(Beginning of RECORDS FOR PROCESSING)
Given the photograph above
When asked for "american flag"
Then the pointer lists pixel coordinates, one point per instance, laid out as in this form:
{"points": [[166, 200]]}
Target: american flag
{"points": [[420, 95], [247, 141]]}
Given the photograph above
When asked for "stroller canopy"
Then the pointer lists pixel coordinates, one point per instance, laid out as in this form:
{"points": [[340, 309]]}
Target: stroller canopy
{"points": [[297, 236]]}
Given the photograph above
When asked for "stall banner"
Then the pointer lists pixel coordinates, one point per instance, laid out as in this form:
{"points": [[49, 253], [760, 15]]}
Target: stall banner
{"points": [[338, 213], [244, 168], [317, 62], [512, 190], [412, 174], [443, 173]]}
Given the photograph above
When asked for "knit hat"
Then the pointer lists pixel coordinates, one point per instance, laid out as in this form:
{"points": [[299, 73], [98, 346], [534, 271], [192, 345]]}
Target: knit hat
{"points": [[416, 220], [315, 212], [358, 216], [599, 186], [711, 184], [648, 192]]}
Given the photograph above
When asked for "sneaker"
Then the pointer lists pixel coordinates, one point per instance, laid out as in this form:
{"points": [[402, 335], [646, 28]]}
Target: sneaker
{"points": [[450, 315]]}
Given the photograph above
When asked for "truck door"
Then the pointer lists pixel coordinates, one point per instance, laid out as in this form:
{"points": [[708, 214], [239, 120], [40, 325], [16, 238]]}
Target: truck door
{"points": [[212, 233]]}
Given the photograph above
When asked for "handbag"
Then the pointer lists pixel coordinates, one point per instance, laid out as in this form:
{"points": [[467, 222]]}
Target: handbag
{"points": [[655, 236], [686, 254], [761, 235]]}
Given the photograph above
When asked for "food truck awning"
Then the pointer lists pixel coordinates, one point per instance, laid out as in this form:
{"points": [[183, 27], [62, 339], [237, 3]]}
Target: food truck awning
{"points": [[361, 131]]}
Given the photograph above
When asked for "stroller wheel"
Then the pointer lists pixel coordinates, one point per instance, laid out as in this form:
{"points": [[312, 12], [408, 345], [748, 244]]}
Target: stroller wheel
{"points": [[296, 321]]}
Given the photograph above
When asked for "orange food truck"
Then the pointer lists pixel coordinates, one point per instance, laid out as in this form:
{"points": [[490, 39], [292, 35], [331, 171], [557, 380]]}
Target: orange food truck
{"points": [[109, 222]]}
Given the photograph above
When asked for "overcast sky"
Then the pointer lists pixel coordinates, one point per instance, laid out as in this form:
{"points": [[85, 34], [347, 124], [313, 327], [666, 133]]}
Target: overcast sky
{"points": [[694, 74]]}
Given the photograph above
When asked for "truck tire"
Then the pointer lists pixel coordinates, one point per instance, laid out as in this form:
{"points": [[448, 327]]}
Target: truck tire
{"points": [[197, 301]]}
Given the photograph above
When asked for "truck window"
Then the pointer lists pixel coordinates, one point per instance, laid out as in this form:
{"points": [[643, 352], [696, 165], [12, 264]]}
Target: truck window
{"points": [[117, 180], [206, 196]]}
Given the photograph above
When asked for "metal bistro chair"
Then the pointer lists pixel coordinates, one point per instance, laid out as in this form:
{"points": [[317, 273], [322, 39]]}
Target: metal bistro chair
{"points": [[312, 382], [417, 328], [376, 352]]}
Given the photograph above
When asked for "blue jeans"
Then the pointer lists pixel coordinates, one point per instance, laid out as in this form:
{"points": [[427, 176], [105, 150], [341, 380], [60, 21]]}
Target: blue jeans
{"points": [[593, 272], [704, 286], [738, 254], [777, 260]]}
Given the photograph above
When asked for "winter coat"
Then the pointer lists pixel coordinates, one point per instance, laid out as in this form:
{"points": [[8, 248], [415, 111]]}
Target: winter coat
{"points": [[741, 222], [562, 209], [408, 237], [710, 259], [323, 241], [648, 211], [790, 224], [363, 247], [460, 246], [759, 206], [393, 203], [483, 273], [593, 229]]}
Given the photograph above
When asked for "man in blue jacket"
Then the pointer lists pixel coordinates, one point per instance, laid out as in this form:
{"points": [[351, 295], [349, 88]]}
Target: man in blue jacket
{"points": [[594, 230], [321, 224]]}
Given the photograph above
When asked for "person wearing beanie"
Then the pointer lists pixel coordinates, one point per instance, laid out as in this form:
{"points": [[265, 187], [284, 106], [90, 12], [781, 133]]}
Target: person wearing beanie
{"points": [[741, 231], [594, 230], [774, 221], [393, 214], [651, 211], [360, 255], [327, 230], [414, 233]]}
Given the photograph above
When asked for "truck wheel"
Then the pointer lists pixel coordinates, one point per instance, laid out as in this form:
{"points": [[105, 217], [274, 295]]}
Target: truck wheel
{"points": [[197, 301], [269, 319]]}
(End of RECORDS FOR PROCESSING)
= EXERCISE =
Make an exact copy of every record listed above.

= SOLUTION =
Given the photograph above
When asked for "american flag"
Then the pointer lists pixel coordinates, one point per instance, laid out as in this form:
{"points": [[166, 200]]}
Target: american flag
{"points": [[420, 95], [247, 141]]}
Given the photograph above
When asked for "stroller canopy"
Then the pointer lists pixel coordinates, one point per instance, laid out as in this form:
{"points": [[340, 309]]}
Target: stroller canopy
{"points": [[297, 236]]}
Given the photograph above
When asked for "stall banner"
Then the pointer lists pixel coordinates, one point per instance, laid out as in this form:
{"points": [[49, 253], [760, 15]]}
Target: stall banner
{"points": [[338, 213], [244, 168], [317, 62], [512, 190], [412, 174], [443, 173]]}
Given the photograph above
When asked for "knit hat"
Then the pointer lists pixel coordinates, one point per instance, laid out as in this form:
{"points": [[299, 73], [98, 346], [534, 271], [192, 345]]}
Target: knit hat
{"points": [[416, 220], [315, 212], [358, 216], [599, 186], [711, 184], [648, 192]]}
Given the photograph above
When asked for "sneaker"
Then the pointer lists pixel coordinates, one point per instance, laid out as in this form:
{"points": [[402, 335], [646, 28]]}
Target: sneaker
{"points": [[450, 315]]}
Given the photograph above
When asked for "truck door"
Then the pointer lists pixel coordinates, one point per instance, laid out as in this form:
{"points": [[708, 214], [239, 120], [40, 325], [16, 238]]}
Target: truck door
{"points": [[212, 233]]}
Given the photograph above
When asked for "handbag"
Then the pointer lists pixel coordinates, one point per instance, laid out as in this form:
{"points": [[467, 222]]}
Target: handbag
{"points": [[655, 236], [686, 254], [761, 235]]}
Given the photograph above
When asked for "food truck awning"
Then the pointer lists pixel coordinates, one point per instance, laid out as in this form:
{"points": [[183, 27], [62, 339], [237, 3]]}
Target: food truck awning
{"points": [[361, 131]]}
Given the photograph above
When asked for "stroller wheel"
Then the pointer lists pixel coordinates, one point per instance, laid out as in this form:
{"points": [[312, 12], [408, 345], [748, 244]]}
Target: stroller wheel
{"points": [[296, 321]]}
Given the photograph above
When asked for "orange food truck"
Then the pointer lists pixel coordinates, one point per instance, laid out as in this form:
{"points": [[490, 39], [292, 35], [331, 171], [557, 380]]}
Target: orange food truck
{"points": [[109, 222]]}
Given the photograph above
When asked for "overcast sky"
Then the pointer lists pixel coordinates, one point per instance, laid out as in this form:
{"points": [[85, 34], [347, 124], [313, 327], [666, 133]]}
Target: overcast sky
{"points": [[694, 74]]}
Given the photograph above
When asked for "truck tire"
Then the pointer lists pixel coordinates, one point per instance, laid out as in this form:
{"points": [[448, 327]]}
Target: truck tire
{"points": [[197, 301]]}
Given the photograph above
When asked for "truck window"
Then the pointer lists pixel coordinates, one point per instance, laid out as in this form:
{"points": [[643, 352], [696, 165], [12, 264]]}
Target: truck window
{"points": [[117, 180], [206, 196]]}
Given the photograph above
When asked for "metal bistro chair"
Then the pointer lists pixel coordinates, one point per instance, laid out as in this form:
{"points": [[317, 273], [322, 39]]}
Target: metal bistro chair
{"points": [[312, 382], [417, 328], [376, 352]]}
Given the photograph above
When asked for "blue jeans"
Then the pointer lists pixel coordinates, one point per instance, laid out as in this form:
{"points": [[427, 176], [105, 150], [341, 380], [60, 21]]}
Target: blue jeans
{"points": [[593, 272], [704, 286], [738, 254], [777, 260]]}
Given the photograph above
When asked for "winter coat"
Then the pointer lists pixel coordinates, one point per instance, laid out as in this form:
{"points": [[8, 248], [415, 111]]}
Target: winter coat
{"points": [[741, 222], [562, 209], [408, 237], [710, 259], [323, 241], [648, 211], [790, 224], [363, 247], [460, 246], [759, 206], [393, 203], [483, 273], [593, 229]]}
Given the photograph above
When asked for "man in blue jacket"
Then the pointer lists pixel coordinates, one point per instance, laid out as in this form:
{"points": [[351, 295], [349, 88]]}
Target: man in blue jacket
{"points": [[594, 230], [321, 224]]}
Given the photograph above
When asked for "person wearing beanie"
Then the pointer lists pixel coordinates, one point per instance, laid out as in this form:
{"points": [[265, 187], [284, 106], [90, 12], [781, 133]]}
Target: person wearing beanie
{"points": [[741, 231], [594, 230], [774, 221], [393, 214], [651, 211], [360, 255], [327, 230], [414, 233]]}
Given the photograph above
When asked for "truck wheel"
Then the pointer lists pixel coordinates, one point per instance, laid out as in this form:
{"points": [[105, 217], [274, 295]]}
Target: truck wheel
{"points": [[197, 301], [269, 319]]}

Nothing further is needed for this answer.